Start of Block

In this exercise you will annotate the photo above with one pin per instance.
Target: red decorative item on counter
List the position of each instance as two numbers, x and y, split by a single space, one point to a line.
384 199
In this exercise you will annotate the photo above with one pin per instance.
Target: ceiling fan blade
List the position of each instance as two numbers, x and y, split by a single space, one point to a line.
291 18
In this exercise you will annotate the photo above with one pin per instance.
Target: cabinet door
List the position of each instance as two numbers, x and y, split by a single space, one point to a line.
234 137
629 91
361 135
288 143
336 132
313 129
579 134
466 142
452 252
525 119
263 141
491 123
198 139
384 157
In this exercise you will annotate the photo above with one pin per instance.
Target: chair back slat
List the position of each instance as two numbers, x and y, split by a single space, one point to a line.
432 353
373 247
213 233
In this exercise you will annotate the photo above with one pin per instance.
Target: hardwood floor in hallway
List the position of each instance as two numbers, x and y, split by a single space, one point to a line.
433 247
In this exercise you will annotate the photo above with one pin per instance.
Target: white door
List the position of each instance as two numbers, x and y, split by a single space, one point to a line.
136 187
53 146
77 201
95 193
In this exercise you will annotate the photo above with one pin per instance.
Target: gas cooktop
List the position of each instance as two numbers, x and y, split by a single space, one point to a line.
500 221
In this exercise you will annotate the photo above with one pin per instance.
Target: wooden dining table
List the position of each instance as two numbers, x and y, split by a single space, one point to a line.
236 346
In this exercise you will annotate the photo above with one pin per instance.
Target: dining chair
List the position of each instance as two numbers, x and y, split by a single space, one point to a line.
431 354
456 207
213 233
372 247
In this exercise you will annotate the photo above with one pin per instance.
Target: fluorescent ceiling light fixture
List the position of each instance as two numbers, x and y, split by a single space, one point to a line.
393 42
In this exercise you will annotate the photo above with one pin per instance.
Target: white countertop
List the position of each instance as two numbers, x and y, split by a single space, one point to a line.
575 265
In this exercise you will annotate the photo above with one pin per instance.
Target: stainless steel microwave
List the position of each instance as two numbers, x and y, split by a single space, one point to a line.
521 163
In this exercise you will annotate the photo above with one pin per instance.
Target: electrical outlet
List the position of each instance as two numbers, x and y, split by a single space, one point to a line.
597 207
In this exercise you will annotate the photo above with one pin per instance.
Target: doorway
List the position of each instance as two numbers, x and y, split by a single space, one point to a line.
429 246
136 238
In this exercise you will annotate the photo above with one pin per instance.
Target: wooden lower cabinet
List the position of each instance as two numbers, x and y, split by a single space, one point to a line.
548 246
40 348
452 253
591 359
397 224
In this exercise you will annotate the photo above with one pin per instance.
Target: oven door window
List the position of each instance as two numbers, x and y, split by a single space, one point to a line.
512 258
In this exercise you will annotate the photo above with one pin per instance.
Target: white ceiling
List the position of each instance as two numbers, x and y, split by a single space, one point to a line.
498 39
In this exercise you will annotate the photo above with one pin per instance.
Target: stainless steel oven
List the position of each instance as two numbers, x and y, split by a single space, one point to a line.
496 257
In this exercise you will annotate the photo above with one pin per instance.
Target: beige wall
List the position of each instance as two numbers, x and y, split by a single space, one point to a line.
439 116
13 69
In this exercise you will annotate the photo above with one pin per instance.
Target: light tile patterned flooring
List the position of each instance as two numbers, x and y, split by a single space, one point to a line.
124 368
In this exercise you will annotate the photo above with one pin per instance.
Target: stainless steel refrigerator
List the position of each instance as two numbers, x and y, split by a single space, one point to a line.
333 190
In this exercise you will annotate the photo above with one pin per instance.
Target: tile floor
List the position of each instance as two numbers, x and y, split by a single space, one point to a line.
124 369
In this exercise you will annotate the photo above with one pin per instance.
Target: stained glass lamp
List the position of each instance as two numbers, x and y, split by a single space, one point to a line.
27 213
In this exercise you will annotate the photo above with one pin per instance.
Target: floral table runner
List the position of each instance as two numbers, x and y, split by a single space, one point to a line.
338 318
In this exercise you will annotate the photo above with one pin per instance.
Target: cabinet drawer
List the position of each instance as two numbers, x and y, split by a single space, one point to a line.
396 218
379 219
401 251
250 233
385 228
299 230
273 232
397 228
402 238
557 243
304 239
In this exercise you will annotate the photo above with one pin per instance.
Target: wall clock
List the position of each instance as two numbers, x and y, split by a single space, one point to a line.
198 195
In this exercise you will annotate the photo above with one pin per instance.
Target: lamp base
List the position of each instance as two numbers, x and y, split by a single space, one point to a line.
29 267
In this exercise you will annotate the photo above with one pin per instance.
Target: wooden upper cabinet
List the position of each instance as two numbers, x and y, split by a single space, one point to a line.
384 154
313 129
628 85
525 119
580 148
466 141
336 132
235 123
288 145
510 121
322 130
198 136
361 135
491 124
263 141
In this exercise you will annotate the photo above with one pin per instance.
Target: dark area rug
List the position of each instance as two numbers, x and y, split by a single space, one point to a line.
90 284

End of Block

● WHAT IS NEEDED
Every line above from the line with "Target: tile floor" to the line with "Target: cabinet drawer", both included, must be reproduced exactly, and no other line may appear.

● RESULT OF THE TASK
Target: tile floor
List the position of each instance as two numbers, x and y, split by a single space, one point to a line.
124 369
In this exercise you will annotate the photo above with one pin per instance.
Target: stained glass lamp
List the position of each instance as two numbers, x and y, split by a single space, one point to a line.
27 213
In this exercise you will annotate the photo above with one pin per instance.
Target: floral table runner
List the position of each instance as two numbers, x and y, split by a single space, one point to a line.
338 318
In this exercise you will annotate the photo above with one pin per instance.
Target: cabinet drawer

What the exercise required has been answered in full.